* START TASK DATA *

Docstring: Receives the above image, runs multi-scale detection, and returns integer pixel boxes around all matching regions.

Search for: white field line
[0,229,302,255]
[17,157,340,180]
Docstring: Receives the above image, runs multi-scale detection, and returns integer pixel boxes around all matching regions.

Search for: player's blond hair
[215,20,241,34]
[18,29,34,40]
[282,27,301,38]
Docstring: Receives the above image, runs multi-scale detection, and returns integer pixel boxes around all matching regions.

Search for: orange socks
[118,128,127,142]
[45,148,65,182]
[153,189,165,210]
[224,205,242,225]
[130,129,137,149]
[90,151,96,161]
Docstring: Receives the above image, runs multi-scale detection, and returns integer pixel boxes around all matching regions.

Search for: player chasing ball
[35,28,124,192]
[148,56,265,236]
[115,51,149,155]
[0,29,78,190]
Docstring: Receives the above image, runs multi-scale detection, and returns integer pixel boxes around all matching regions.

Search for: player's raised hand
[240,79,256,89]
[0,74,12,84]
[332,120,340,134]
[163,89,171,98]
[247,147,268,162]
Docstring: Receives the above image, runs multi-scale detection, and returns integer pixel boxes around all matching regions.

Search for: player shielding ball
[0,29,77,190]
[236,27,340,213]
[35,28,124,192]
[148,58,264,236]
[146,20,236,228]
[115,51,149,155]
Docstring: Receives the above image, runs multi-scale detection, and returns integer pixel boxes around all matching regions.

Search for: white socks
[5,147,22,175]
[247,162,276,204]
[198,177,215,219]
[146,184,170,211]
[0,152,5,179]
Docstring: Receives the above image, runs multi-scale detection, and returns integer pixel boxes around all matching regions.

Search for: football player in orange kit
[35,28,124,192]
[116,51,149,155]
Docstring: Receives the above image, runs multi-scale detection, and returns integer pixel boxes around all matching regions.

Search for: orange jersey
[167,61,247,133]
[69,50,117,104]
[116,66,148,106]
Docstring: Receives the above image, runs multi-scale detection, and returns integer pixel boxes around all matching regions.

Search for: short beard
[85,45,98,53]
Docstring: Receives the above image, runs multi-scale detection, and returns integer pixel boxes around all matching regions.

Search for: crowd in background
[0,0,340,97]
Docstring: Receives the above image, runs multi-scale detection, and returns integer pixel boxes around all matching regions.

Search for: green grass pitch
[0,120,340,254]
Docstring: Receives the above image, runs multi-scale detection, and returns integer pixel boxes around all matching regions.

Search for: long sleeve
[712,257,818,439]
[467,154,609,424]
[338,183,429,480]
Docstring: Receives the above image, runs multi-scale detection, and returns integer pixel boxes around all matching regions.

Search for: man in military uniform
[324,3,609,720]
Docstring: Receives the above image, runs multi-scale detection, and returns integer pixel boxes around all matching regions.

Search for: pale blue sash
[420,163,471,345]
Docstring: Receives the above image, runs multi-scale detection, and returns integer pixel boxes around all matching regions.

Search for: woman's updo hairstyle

* END TASK DATA *

Please recast every line of the records above as a numbered list, leaving out the blank lines.

1. Docstring: Receives the above image, runs multi-scale detection, and returns integer pixel boxes around all matching regions.
2. Search for: white field line
3. [0,229,302,255]
4. [17,157,340,180]
5. Docstring: Receives the above image, runs multi-scale detection, and returns integer pixel boxes around all matching regions.
6. Search for: player's blond hair
7. [215,20,241,34]
8. [18,29,34,40]
9. [282,27,301,38]
10. Docstring: Receives the above image, runs multi-scale detection, and returns integer pixel boxes around all matching regions.
11. Search for: orange socks
12. [118,128,127,142]
13. [45,148,65,182]
14. [153,189,165,210]
15. [224,205,242,225]
16. [130,129,137,149]
17. [90,151,96,161]
18. Docstring: Receives the above image, runs multi-scale detection, and returns integer pixel boxes around all matching regions.
19. Search for: player chasing ball
20. [35,28,124,192]
21. [148,56,265,236]
22. [115,51,149,155]
23. [0,29,78,190]
24. Docstring: Receives the above image, runs multi-scale detection, and returns integer pixel boxes around all matching regions.
25. Search for: player's raised hand
26. [240,79,256,89]
27. [0,74,12,84]
28. [332,120,340,134]
29. [163,89,171,98]
30. [247,147,268,162]
31. Docstring: Receives the above image, runs multi-scale detection, and returns integer pixel boxes around all matching regions.
32. Search for: player shielding ball
33. [0,29,77,190]
34. [236,27,340,213]
35. [35,28,124,192]
36. [148,58,264,236]
37. [146,20,236,228]
38. [115,51,149,155]
39. Docstring: Receives the above image, runs multi-scale detection, and returns integer pixel boxes around all matching regions.
40. Search for: white socks
41. [5,147,22,175]
42. [247,162,276,204]
43. [198,177,215,219]
44. [146,184,170,211]
45. [0,152,5,179]
46. Docstring: Receives the above image, runs multi-scale detection, and returns integer pixel boxes around all matching regions.
47. Search for: football player in orange kit
48. [35,28,124,192]
49. [116,51,149,155]
50. Docstring: Receives the above image, runs multi-scale detection, and returns integer pixel boxes around all matching regions.
51. Search for: orange jersey
52. [167,61,247,133]
53. [69,50,117,104]
54. [116,66,148,106]
55. Docstring: Receives the above image, runs multi-scale detection, and returns integer pixel boxes around all matching regions.
56. Search for: short beard
57. [85,45,98,53]
58. Docstring: Receives the above image, runs multi-scale detection, and returns integer pixel boxes around all matching regions.
59. Search for: crowd in background
60. [0,0,340,97]
61. Docstring: Receives the above image, runs multi-scale detection, and returns integer pixel boxes around all matching regions.
62. Search for: green grass pitch
63. [0,120,340,254]
64. Docstring: Receives the above image, runs multi-scale detection, and returns integer pixel boxes around all matching regions.
65. Search for: long sleeve
66. [712,257,818,439]
67. [467,154,609,424]
68. [338,183,429,480]
69. Docstring: Receives the above image, runs multi-scale detection, and returns integer pixel boxes around all matching regions.
70. Search for: man in military uniform
71. [324,3,609,720]
72. Docstring: Receives the above image, runs multi-scale detection, and returns integer pixel boxes around all matching regions.
73. Search for: pale blue sash
74. [420,163,471,345]
75. Docstring: Receives the above image, runs multi-scale detection, and returns integer pixel boxes around all matching regions.
76. Search for: woman's updo hairstyle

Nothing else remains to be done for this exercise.